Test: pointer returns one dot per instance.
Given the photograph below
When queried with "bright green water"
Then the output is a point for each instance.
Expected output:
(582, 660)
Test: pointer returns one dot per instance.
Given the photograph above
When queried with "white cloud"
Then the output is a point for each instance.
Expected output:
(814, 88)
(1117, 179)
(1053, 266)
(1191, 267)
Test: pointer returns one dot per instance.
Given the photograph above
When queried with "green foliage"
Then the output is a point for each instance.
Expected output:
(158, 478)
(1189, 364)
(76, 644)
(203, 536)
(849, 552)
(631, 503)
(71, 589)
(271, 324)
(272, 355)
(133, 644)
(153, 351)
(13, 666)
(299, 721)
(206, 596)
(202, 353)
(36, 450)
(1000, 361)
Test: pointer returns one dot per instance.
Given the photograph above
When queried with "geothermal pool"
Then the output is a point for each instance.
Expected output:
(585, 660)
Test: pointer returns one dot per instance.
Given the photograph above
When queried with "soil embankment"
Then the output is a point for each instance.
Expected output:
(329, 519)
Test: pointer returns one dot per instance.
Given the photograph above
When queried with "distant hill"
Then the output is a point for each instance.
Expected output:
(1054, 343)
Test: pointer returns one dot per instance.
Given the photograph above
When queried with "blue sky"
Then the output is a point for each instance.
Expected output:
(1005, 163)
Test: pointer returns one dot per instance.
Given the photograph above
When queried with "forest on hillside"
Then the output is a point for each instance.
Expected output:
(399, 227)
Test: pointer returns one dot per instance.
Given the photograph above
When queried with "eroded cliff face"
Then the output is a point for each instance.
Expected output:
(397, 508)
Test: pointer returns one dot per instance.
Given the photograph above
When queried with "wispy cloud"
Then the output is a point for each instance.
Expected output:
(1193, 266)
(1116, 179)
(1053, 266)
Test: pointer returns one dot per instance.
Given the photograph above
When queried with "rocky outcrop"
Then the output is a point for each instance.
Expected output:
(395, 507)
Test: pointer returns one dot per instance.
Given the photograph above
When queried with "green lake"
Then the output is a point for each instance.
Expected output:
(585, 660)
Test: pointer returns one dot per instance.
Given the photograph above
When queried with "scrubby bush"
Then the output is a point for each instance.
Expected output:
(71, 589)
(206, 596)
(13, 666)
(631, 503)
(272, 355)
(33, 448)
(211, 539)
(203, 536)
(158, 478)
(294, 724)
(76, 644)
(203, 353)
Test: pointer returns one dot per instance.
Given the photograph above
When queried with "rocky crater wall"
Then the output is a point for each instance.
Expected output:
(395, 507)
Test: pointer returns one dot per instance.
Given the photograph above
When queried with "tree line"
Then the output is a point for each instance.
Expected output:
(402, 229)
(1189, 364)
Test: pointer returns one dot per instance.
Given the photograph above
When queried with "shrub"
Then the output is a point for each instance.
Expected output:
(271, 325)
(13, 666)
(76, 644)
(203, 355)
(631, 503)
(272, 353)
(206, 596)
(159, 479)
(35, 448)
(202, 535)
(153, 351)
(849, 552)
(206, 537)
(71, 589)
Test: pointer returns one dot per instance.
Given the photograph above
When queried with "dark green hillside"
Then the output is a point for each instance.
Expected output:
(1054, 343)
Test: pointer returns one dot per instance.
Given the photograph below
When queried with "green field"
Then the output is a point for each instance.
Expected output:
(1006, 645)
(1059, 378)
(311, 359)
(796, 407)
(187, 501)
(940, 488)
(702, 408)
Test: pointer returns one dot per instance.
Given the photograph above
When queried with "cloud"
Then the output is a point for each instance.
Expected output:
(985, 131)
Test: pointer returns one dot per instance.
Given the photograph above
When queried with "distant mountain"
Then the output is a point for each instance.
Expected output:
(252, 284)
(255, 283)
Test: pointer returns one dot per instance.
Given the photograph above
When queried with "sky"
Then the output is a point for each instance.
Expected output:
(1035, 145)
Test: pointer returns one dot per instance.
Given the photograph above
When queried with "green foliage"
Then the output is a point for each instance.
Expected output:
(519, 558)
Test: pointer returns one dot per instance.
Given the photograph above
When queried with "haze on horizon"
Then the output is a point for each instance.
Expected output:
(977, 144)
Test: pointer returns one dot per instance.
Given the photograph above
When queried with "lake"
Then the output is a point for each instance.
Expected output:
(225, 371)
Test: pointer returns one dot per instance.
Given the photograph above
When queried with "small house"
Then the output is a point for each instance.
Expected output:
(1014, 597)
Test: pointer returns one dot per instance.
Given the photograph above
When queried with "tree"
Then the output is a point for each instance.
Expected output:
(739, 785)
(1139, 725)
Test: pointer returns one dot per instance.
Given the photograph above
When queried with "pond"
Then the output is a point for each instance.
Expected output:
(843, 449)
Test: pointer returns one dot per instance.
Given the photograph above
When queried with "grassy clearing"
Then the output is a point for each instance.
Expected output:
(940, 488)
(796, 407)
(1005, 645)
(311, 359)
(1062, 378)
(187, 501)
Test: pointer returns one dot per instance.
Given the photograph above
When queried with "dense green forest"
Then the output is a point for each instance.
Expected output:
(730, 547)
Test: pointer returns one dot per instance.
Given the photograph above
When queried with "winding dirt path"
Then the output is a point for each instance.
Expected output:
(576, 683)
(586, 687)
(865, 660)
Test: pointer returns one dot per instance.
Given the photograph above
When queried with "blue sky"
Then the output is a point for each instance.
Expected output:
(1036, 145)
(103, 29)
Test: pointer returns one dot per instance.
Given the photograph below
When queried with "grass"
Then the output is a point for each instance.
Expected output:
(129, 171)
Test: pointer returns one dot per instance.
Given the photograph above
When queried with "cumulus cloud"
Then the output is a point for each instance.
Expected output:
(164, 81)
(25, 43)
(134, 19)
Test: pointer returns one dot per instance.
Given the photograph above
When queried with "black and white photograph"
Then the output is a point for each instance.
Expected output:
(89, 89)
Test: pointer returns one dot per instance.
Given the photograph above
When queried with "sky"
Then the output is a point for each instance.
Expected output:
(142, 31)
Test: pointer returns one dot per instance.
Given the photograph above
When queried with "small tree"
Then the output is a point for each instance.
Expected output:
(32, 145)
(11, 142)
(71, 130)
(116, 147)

---*---

◆ TASK DIRECTIONS:
Each record should come back exactly as written.

◆ EXERCISE OUTPUT:
Test: pointer returns one dot per instance.
Given the photograph below
When queried with "bright green water"
Then the output is a point for each instance.
Expected output:
(582, 660)
Test: pointer returns one dot per instance.
Given the photograph above
When queried with "white cloud"
Then the output is a point for each instance.
Expected output:
(814, 88)
(1117, 179)
(1053, 266)
(1191, 267)
Test: pointer returns one dot per instance.
Given the photograph above
When queried with "green foliage"
Then the output is a point for each instance.
Expected output:
(158, 478)
(1189, 364)
(76, 644)
(203, 536)
(849, 552)
(631, 503)
(71, 589)
(271, 324)
(272, 355)
(133, 644)
(153, 351)
(13, 666)
(299, 721)
(206, 596)
(202, 353)
(36, 450)
(1000, 361)
Test: pointer returns one dot per instance.
Given the photograph above
When queried with "geothermal pool"
Then the output is a point for each instance.
Expected output:
(585, 660)
Test: pointer returns one dot per instance.
Given the photograph above
When queried with "soil embankment"
Then the output is a point for each instance.
Expected output:
(329, 519)
Test: pointer returns one dot per instance.
Given the photograph above
When queried with "distant hill"
Then the output is a point for each instance.
Expected output:
(1054, 343)
Test: pointer returns one dot per instance.
Given the photograph above
When queried with "blue sky"
Then the output is a point for each instance.
Expected output:
(1005, 163)
Test: pointer returns one dot per instance.
Given the photograph above
When queried with "forest on hillside"
Then the output is a point for each instance.
Expected output:
(399, 227)
Test: pointer returns one dot per instance.
Given the photograph above
When queried with "eroded cliff face"
Then the output is a point for each instance.
Expected output:
(397, 508)
Test: pointer returns one dot per instance.
Given the photograph above
When queried with "wispy cloud"
Then the output is a point for each instance.
Expected output:
(1193, 266)
(1116, 179)
(1053, 266)
Test: pointer returns one dot per instance.
Given the photograph above
When queried with "rocky outcrop"
Then the output is a point for each instance.
Expected output:
(395, 507)
Test: pointer returns one dot per instance.
Given the photograph above
When queried with "green lake"
Then the output is a point for each instance.
Expected output:
(585, 660)
Test: pointer returns one dot per instance.
Given the photograph above
When queried with "scrubby bush"
Then the output is a point for each instance.
Expected output:
(71, 589)
(206, 596)
(13, 666)
(631, 503)
(272, 355)
(33, 448)
(211, 539)
(203, 536)
(158, 478)
(294, 724)
(76, 644)
(203, 353)
Test: pointer returns one dot per instance.
Given the photograph above
When queried with "rocky crater wall"
Then the output is a point for each instance.
Expected output:
(395, 507)
Test: pointer returns one dot per instance.
Given the photograph above
When queried with "tree line"
Then the output is a point for each instance.
Expected output:
(402, 229)
(1189, 364)
Test: pointer returns one dot per instance.
Given the photograph above
When queried with "shrub"
Then the output is a point for each instance.
Expected output:
(271, 325)
(13, 666)
(76, 644)
(203, 355)
(631, 503)
(272, 353)
(206, 596)
(159, 479)
(35, 448)
(202, 535)
(153, 351)
(849, 552)
(206, 537)
(71, 589)
Test: pointer returns one dot per instance.
Given the photograph above
When queried with "dark green hillside"
Then the output is a point for each instance.
Expected output:
(1054, 343)
Test: pointer returns one dot per instance.
Given the photograph below
When queried with "green field"
Then the output is a point for each instance.
Expected output:
(1006, 645)
(1059, 378)
(311, 359)
(796, 407)
(187, 501)
(940, 488)
(702, 408)
Test: pointer returns one dot per instance.
Given the photograph above
When queried with "cloud"
Then the output is a point for each instance.
Expected output:
(985, 131)
Test: pointer returns one dot per instance.
Given the photograph above
When queried with "distant mountain"
Then the output is a point for each instance.
Expected output:
(252, 284)
(255, 283)
Test: pointer returns one dot per instance.
Given the photograph above
When queried with "sky"
Then the output is a point for each instance.
Expected output:
(1035, 145)
Test: pointer returns one dot per instance.
Given the photograph above
When queried with "green foliage"
Then the output is a point for each instance.
Expected output:
(519, 558)
Test: pointer returns one dot per instance.
Given the photograph above
When queried with "haze on horizon"
Then the output is a point for each instance.
Expected output:
(977, 144)
Test: pointer returns one dot per instance.
Given the photograph above
When queried with "lake"
Then the output is a point for each instance.
Expected output:
(225, 371)
Test: pointer returns one dot per instance.
Given the photograph above
When queried with "small house"
Then the output is a point for each instance.
Expected output:
(1014, 597)
Test: pointer returns one dot per instance.
Given the photograph above
When queried with "tree"
Then the output is a point for each instance.
Expected output:
(739, 785)
(1139, 725)
Test: pointer returns one dot per instance.
Given the photograph above
When queried with "pond"
Then the output is a point for each instance.
Expected output:
(843, 449)
Test: pointer returns one dot per instance.
Given the photograph above
When queried with "grassy clearing"
Then the output is a point for each instance.
Expected output:
(940, 488)
(796, 407)
(1005, 645)
(311, 359)
(1062, 378)
(187, 501)
Test: pointer returns one dot per instance.
Given the photograph above
When queried with "dense green forest"
Then the output is a point for each instance.
Expected output:
(730, 547)
Test: pointer returns one dot per instance.
Given the photograph above
When queried with "winding dirt path"
Then the output is a point for each instance.
Expected output:
(576, 683)
(586, 687)
(865, 660)
Test: pointer returns one dot per instance.
Given the photograph above
When queried with "blue sky"
Then the output is a point for each instance.
Expected output:
(1036, 145)
(103, 29)
Test: pointer returns one dot per instance.
Given the photograph below
When queried with "grass"
Then the output is a point for each instance.
Expected output:
(129, 171)
Test: pointer returns one dot per instance.
Given the photograph above
When queried with "cumulus cloud"
Then the output is a point for each instance.
Expected output:
(164, 81)
(25, 43)
(134, 19)
Test: pointer returns one dot per instance.
Given the photograph above
When queried with "black and white photograph"
Then the output is a point for each instance.
Expected output:
(89, 89)
Test: pointer returns one dot per instance.
Given the photograph above
When queried with "sky"
Then the output is a point for each instance.
Expected output:
(142, 31)
Test: pointer returns one dot per instance.
Given the photograph above
When queried with "small tree"
Then the output is a point for each instance.
Expected output:
(32, 145)
(11, 142)
(71, 130)
(116, 147)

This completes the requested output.